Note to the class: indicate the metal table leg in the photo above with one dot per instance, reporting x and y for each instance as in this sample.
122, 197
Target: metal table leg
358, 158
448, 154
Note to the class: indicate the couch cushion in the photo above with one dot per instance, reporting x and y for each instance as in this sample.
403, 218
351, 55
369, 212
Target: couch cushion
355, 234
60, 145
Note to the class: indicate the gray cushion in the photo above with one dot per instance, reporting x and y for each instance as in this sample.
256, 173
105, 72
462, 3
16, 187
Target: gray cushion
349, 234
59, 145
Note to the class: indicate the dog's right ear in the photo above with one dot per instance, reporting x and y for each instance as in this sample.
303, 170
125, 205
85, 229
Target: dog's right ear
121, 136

----

Task to complete – Please write out every line above as a numbered list, skipping any blank lines.

Task solution –
1. Note to the class: indicate the metal table leg in the photo above with one dot per instance, reporting x and y for each instance as in this sample.
2. 122, 197
3. Target: metal table leg
4. 358, 158
5. 448, 154
6. Note to the class: indicate the couch cushion in the photo above with one dot per instance, reporting x and y for each instance as in this sample.
7. 403, 218
8. 351, 55
9. 369, 212
10. Target: couch cushion
11. 355, 234
12. 60, 145
13. Note to the class: indicate the gray cushion in the photo above with one dot per instance, reporting x and y for each instance as in this sample.
14. 256, 173
15. 105, 72
16. 462, 3
17. 16, 187
18. Target: gray cushion
19. 349, 234
20. 59, 145
21. Note to the class: indicate the dog's right ear in the photo above with one dot per instance, reporting x and y for each instance as in this sample.
22. 303, 170
23. 125, 205
24. 85, 229
25. Target: dog's right ear
26. 121, 136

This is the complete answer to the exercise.